— START Data supplied —

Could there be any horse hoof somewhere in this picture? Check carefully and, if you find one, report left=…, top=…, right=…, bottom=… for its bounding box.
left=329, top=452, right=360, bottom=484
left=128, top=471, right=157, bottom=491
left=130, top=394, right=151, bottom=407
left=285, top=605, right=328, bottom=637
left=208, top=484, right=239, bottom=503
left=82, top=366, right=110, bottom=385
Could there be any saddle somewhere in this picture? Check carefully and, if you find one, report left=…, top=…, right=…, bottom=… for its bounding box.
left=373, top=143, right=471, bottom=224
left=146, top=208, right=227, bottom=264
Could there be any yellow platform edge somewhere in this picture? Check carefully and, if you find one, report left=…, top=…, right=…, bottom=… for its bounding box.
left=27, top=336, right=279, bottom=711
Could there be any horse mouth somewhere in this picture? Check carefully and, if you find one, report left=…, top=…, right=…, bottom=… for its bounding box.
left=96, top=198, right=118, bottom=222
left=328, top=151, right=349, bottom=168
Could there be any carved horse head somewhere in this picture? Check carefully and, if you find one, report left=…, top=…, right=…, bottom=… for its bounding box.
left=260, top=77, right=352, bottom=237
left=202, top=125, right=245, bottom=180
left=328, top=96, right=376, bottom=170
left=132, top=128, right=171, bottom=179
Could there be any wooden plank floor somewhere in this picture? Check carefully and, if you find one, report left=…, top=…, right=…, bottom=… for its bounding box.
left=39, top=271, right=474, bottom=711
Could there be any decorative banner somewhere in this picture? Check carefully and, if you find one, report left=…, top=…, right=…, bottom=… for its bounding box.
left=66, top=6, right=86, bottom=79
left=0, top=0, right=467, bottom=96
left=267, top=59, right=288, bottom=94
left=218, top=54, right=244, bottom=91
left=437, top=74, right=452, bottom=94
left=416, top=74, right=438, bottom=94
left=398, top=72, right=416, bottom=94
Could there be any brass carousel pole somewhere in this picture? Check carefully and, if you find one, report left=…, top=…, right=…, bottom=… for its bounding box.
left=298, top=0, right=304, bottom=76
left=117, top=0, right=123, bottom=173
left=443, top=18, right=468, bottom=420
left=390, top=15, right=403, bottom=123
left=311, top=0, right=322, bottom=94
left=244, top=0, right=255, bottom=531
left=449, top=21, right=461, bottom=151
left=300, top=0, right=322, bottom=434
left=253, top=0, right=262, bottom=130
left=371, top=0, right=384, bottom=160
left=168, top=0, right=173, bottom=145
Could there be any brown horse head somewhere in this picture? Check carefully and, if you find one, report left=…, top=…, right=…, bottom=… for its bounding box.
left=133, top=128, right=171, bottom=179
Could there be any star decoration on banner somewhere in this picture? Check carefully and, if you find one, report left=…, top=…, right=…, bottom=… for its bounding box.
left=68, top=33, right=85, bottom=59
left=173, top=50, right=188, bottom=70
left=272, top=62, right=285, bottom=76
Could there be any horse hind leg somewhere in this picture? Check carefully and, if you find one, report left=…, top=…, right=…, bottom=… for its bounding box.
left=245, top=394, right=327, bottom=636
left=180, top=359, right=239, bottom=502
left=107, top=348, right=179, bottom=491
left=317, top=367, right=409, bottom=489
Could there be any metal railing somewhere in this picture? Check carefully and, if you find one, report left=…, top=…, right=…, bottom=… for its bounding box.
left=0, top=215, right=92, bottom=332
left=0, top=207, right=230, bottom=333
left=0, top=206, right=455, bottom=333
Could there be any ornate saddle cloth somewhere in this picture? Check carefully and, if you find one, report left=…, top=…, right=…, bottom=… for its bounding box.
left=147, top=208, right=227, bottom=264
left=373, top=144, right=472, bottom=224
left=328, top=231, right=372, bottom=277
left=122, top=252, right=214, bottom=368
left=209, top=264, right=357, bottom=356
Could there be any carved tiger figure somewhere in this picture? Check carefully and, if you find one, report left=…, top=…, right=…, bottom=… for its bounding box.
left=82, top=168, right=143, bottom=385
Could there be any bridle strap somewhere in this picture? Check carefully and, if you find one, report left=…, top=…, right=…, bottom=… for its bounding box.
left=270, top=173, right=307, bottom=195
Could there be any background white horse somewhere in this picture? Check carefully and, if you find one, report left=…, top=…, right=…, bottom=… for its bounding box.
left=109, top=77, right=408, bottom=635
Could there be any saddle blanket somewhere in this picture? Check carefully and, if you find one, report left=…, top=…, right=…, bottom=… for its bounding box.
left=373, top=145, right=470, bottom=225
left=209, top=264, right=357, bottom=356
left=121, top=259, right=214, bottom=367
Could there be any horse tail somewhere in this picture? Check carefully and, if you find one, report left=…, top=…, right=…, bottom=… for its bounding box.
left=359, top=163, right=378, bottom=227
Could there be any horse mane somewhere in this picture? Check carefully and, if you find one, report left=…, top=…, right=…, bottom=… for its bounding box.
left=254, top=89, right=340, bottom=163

— END Data supplied —

Convert the listing above into a two-column CSV with the headers ask and response, making one row for each line that begins "Could there be any" and putting that line under ask and all the coordinate lines beneath it under response. Wrap every field in double quotes, and turn line breaks into spaces.

ask,response
"Could there be any horse hoof somewhere in this picture? Check carefully and, if you find one, report left=…, top=…, right=…, bottom=… for its bounding box.","left=329, top=452, right=360, bottom=484 left=128, top=471, right=157, bottom=491 left=130, top=394, right=151, bottom=407 left=285, top=605, right=328, bottom=637 left=208, top=484, right=239, bottom=503 left=82, top=366, right=110, bottom=385"
"Could there be any saddle somewhere in this picture? Check carefully and, if you find one, report left=…, top=…, right=…, bottom=… for its bounding box.","left=373, top=143, right=471, bottom=224 left=146, top=208, right=227, bottom=264"
"Could there be any yellow platform edge somewhere in this picture? Check carefully and, if you find one, report left=…, top=…, right=…, bottom=… for its bounding box.","left=27, top=336, right=279, bottom=711"
"Could there be any horse mouth somewhere in this picture? Check carefully and, if you find one, report left=…, top=…, right=…, bottom=… for its bounding box.","left=96, top=198, right=118, bottom=222 left=328, top=151, right=349, bottom=168"
"Could there be any carved horse head somewhere in this picture? Check carefully and, if you find one, report left=…, top=…, right=…, bottom=… for its bounding box.","left=260, top=77, right=352, bottom=237 left=202, top=125, right=245, bottom=180 left=328, top=96, right=376, bottom=170 left=132, top=128, right=171, bottom=179"
"Could there be any wooden plank floor somewhere in this picture? Check carefully and, if you find one, report left=…, top=…, right=…, bottom=… for its bounding box.","left=39, top=271, right=474, bottom=711"
"Could there be any decorative banner somewhere in this picture? Check carefully and, if you find one, report left=…, top=…, right=…, bottom=… for its bounding box.","left=66, top=6, right=86, bottom=79 left=0, top=0, right=467, bottom=96 left=267, top=59, right=288, bottom=94 left=218, top=54, right=244, bottom=91 left=437, top=74, right=452, bottom=94 left=416, top=74, right=438, bottom=94 left=398, top=72, right=416, bottom=94"
"Could there be any brass carousel pole somewhere in this picture? Check carefully and, if you find one, report left=…, top=…, right=…, bottom=… for its bounding box.","left=298, top=0, right=304, bottom=76 left=117, top=0, right=123, bottom=173 left=443, top=18, right=468, bottom=420 left=390, top=15, right=403, bottom=123 left=311, top=0, right=322, bottom=94 left=244, top=0, right=255, bottom=531 left=449, top=21, right=461, bottom=151 left=300, top=0, right=322, bottom=434 left=253, top=0, right=262, bottom=130 left=371, top=0, right=384, bottom=160 left=168, top=0, right=173, bottom=145"
"Could there be any brown horse head somewhere in this picture? Check carefully and, if you find one, report left=…, top=…, right=…, bottom=… for its bounding box.","left=133, top=128, right=171, bottom=179"
"Could there be any star decoration on banner somewhere in this picture? Check carefully and, if you find one, report left=…, top=…, right=…, bottom=… for its bounding box.","left=68, top=33, right=85, bottom=59 left=173, top=50, right=188, bottom=70 left=272, top=62, right=285, bottom=76"
"Could there be any horse hind leg somewhere in this picture? Check carefully and, if you find one, report left=…, top=…, right=…, bottom=… for its bounding box.","left=245, top=394, right=327, bottom=636 left=180, top=359, right=239, bottom=502 left=107, top=348, right=179, bottom=491 left=317, top=367, right=409, bottom=489"
"Could there be any metal railing somewhere in this picture? Check carefully and, if you find one, report left=…, top=…, right=…, bottom=… for its bounding box.","left=0, top=215, right=92, bottom=332 left=0, top=207, right=230, bottom=333 left=0, top=206, right=455, bottom=333"
"Could there be any ornate saddle cloth somewhere in this picture? Check carefully and, if you find one, report left=…, top=…, right=…, bottom=… for its bounding box.","left=147, top=208, right=227, bottom=264 left=373, top=144, right=472, bottom=224 left=328, top=231, right=372, bottom=277 left=122, top=252, right=214, bottom=368 left=209, top=264, right=357, bottom=356"
"Could there be any carved tiger figure somewhere in this picture? Check carefully and, if you find one, report left=…, top=…, right=…, bottom=… for its bounding box.","left=82, top=168, right=143, bottom=385"
"Could there be any bridle strap somewhere in this picture? Check carefully and, if you find one, report left=…, top=…, right=…, bottom=… for its bounding box.","left=270, top=173, right=307, bottom=195"
"Could there be any background white horse somewhere in this picture? Check carefully and, if you find one, report left=…, top=…, right=…, bottom=… for its bounding box.","left=109, top=77, right=408, bottom=635"
"Could there be any saddle blanket somewhere in this picture? Check carefully and, if you find one, report left=…, top=…, right=…, bottom=… for its bounding box.","left=373, top=145, right=470, bottom=225 left=209, top=264, right=357, bottom=356 left=121, top=259, right=214, bottom=367"
"Could there be any horse tail somewhere in this picture? Check carefully and, if you find one, report left=…, top=…, right=…, bottom=… for its bounding box.","left=359, top=163, right=378, bottom=227"
"Could there be any horse mane somewhere in this picture? Check carefully and, if you find one, report left=…, top=…, right=…, bottom=… for its bounding box.","left=254, top=89, right=340, bottom=163"